* [PROVIDED RECORDS]
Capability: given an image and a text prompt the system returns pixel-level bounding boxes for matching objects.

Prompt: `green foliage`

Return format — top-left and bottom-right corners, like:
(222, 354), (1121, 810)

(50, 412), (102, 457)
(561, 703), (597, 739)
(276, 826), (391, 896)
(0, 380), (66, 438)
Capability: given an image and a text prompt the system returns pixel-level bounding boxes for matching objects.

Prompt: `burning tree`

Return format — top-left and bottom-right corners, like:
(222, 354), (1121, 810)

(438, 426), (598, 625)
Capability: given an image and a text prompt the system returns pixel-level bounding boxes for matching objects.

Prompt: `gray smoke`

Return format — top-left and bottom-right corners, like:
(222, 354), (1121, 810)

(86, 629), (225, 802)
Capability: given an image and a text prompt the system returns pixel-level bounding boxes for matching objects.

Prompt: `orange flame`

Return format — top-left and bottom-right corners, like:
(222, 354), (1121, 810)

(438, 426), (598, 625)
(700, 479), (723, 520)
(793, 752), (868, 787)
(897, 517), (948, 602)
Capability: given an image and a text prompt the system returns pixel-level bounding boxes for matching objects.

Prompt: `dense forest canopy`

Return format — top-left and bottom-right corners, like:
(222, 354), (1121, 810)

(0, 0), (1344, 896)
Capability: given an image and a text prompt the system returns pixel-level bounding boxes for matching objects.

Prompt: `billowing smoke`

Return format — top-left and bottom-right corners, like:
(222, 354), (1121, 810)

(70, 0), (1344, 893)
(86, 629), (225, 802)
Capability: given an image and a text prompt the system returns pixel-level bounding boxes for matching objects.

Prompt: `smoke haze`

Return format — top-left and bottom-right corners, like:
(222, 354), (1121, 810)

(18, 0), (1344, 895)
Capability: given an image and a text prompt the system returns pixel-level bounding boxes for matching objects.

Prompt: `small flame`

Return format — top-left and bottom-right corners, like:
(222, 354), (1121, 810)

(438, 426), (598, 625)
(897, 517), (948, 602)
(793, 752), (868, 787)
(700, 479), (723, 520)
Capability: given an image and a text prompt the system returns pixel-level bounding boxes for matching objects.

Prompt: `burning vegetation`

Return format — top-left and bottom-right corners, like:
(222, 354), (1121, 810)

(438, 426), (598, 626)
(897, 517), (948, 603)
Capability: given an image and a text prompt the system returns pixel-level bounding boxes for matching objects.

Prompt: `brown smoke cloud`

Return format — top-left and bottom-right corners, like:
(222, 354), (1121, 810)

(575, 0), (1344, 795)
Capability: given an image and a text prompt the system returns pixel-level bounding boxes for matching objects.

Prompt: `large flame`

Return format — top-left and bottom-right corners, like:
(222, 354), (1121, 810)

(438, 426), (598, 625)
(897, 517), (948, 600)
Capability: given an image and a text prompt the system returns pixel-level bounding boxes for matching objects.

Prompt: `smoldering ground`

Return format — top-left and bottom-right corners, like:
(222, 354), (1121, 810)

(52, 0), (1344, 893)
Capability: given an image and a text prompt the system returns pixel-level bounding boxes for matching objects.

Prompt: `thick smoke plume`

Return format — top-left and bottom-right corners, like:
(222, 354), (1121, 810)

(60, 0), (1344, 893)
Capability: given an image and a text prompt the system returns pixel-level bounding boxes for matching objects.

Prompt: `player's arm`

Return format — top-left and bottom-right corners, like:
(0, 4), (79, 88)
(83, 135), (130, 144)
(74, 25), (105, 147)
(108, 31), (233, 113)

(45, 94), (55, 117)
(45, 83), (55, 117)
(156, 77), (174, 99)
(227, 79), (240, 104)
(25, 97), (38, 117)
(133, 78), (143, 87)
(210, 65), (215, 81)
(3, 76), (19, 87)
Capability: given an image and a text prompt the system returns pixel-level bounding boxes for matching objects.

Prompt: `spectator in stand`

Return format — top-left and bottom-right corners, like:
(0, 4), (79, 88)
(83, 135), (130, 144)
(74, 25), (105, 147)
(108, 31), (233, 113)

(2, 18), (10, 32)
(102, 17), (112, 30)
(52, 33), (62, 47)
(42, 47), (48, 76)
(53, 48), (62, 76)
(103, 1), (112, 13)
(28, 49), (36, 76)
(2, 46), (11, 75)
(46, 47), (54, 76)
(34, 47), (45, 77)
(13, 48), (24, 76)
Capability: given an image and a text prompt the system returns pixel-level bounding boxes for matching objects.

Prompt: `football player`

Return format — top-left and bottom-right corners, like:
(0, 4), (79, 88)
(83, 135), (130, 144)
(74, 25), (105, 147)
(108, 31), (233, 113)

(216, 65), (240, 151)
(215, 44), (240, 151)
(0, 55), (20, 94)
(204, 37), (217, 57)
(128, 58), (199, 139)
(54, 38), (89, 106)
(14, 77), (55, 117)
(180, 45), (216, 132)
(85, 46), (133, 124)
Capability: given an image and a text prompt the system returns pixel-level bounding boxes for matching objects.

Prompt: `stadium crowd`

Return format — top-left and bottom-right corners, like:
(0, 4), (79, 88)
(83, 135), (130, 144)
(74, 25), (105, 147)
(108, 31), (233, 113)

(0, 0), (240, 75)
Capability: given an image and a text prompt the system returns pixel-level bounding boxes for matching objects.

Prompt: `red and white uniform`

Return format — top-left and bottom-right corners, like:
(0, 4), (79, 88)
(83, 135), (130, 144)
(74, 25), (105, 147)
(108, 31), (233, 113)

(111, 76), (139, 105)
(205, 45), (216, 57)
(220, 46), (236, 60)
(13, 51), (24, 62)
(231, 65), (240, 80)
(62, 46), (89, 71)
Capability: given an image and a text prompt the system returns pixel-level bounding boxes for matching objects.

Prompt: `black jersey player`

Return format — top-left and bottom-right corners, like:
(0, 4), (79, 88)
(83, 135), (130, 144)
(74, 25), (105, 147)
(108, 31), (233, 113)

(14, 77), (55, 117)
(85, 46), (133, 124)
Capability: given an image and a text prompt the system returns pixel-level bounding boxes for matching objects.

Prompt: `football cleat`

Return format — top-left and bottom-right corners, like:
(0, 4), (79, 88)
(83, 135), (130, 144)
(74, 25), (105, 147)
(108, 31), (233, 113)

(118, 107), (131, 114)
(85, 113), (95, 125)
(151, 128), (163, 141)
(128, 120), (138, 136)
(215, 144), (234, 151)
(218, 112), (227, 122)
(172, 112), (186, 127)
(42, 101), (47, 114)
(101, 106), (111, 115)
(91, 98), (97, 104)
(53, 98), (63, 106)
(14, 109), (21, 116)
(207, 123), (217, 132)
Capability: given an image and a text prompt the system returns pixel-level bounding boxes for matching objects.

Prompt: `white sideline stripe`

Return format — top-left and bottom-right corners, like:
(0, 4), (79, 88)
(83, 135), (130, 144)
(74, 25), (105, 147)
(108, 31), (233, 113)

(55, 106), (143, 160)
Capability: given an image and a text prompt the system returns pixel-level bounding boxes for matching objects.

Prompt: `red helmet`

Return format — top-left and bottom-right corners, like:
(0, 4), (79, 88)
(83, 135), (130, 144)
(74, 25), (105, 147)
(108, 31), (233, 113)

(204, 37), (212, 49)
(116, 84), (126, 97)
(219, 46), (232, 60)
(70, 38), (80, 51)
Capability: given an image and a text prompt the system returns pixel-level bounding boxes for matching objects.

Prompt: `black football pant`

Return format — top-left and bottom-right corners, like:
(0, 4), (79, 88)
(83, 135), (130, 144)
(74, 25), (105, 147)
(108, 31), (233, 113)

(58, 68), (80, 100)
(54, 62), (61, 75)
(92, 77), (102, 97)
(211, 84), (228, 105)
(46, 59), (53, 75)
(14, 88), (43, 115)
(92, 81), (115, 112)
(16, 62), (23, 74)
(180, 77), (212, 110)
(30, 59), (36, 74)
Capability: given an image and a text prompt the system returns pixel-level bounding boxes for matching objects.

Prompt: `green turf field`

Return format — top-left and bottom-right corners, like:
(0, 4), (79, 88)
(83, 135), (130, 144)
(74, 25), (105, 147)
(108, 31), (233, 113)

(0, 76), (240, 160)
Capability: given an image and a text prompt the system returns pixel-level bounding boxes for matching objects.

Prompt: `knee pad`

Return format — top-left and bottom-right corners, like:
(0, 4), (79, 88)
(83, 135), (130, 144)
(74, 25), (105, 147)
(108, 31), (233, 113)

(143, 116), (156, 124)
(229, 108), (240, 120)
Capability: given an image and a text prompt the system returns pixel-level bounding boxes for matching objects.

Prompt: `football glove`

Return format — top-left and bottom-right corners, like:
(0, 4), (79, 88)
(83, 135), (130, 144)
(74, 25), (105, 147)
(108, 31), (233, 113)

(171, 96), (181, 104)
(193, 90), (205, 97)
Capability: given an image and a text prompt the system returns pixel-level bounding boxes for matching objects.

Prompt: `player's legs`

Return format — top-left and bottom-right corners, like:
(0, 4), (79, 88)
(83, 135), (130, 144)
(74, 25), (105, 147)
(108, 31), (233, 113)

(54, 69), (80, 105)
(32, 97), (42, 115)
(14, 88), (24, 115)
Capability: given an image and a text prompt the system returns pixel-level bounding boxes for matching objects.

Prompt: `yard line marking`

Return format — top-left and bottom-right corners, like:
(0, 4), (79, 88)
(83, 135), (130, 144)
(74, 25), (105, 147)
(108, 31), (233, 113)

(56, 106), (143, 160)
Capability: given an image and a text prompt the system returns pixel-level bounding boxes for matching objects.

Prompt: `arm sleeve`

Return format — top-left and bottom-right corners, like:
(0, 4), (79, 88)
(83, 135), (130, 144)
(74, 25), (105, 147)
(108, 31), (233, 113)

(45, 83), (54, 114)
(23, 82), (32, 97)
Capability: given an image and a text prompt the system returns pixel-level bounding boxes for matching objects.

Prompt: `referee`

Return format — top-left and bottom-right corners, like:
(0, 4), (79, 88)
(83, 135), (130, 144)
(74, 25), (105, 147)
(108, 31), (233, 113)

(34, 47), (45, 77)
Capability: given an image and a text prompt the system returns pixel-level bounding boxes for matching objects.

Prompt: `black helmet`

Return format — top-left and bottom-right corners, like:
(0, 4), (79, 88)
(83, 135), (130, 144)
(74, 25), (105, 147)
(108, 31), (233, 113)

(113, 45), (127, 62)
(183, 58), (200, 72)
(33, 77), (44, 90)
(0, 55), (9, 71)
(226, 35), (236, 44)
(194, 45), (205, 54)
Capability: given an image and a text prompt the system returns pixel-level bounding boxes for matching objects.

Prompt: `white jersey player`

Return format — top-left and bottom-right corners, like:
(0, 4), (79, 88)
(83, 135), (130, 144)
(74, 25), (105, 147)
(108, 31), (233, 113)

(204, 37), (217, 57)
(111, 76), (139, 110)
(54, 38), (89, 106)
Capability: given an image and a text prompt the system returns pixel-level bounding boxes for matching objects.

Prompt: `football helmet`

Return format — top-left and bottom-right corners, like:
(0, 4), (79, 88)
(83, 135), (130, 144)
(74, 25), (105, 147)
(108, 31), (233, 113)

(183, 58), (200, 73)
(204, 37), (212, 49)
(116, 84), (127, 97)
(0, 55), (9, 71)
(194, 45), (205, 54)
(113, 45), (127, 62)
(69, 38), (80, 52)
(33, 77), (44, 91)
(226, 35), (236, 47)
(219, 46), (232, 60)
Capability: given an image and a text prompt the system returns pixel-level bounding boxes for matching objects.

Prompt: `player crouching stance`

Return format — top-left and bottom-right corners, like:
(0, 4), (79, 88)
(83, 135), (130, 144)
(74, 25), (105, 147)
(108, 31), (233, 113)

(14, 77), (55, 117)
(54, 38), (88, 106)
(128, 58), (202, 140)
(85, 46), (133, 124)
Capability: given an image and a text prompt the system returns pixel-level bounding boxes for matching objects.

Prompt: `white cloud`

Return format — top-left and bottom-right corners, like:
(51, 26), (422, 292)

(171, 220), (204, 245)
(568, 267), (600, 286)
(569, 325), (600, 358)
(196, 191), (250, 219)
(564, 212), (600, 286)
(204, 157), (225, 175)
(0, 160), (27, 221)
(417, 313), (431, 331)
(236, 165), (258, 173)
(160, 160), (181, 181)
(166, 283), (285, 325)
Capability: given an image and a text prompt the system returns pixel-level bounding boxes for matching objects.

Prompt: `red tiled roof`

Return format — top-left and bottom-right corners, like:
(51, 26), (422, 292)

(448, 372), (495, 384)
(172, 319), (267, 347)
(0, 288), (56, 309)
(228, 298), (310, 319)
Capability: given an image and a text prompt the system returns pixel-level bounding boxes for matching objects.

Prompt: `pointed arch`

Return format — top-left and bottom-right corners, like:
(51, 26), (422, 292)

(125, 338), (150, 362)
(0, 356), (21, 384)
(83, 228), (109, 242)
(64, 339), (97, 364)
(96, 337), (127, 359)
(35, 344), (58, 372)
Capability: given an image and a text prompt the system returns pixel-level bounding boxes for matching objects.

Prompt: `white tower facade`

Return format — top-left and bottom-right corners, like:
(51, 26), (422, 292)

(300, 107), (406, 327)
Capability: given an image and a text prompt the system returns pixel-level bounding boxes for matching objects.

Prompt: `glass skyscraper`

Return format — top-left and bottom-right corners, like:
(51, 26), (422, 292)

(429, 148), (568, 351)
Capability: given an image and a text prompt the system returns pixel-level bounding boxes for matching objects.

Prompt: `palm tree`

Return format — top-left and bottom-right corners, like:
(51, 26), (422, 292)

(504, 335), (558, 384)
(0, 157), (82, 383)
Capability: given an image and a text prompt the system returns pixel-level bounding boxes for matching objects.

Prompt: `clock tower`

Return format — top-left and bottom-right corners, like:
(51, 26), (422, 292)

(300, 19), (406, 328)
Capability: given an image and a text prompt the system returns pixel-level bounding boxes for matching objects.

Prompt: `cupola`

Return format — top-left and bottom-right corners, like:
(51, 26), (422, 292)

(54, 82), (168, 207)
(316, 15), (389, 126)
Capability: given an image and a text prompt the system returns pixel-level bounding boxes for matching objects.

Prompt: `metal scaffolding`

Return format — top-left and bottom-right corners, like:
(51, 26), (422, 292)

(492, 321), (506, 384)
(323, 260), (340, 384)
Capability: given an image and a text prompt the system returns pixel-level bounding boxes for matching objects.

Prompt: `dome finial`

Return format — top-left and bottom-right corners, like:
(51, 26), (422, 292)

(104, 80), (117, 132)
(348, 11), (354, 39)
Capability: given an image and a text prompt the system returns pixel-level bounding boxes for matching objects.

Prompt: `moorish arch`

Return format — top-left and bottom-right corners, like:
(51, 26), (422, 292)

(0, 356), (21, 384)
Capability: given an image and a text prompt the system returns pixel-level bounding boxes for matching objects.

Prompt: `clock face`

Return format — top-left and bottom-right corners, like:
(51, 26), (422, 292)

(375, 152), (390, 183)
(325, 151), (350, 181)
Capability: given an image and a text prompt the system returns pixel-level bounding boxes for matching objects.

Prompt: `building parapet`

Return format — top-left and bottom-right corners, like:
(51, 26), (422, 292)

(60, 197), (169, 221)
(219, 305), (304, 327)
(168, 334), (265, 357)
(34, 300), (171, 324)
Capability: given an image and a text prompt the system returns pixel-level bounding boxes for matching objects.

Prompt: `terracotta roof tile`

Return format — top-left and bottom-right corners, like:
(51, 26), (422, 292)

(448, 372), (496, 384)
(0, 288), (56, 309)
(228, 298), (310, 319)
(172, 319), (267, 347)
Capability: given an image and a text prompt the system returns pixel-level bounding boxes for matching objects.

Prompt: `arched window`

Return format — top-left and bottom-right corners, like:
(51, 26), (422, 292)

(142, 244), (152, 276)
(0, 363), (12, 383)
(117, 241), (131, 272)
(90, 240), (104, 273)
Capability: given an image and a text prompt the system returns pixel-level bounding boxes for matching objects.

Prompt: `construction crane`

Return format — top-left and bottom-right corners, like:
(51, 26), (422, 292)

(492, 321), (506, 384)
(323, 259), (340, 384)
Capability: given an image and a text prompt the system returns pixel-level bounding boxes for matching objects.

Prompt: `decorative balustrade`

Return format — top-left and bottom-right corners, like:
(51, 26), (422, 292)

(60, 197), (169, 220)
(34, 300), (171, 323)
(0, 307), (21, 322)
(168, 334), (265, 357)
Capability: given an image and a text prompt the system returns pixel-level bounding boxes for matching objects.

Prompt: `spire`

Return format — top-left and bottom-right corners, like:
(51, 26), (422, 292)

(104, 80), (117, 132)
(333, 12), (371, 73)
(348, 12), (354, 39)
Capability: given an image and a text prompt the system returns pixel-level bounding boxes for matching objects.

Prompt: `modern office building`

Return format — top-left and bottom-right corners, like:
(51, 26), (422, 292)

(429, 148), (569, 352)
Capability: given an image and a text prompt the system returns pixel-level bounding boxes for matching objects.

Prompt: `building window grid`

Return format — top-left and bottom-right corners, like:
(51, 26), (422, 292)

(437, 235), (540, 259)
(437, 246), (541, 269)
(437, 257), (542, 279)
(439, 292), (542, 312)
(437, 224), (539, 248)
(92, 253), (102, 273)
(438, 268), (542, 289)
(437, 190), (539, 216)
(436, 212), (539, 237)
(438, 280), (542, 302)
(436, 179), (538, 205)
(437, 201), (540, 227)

* [DIRECTIVE] Count the lines in the entries above that contain the string "burning", treating uppercase and lowercase as different. Reply with the number alone.

* [PROBLEM SOLUTION] 2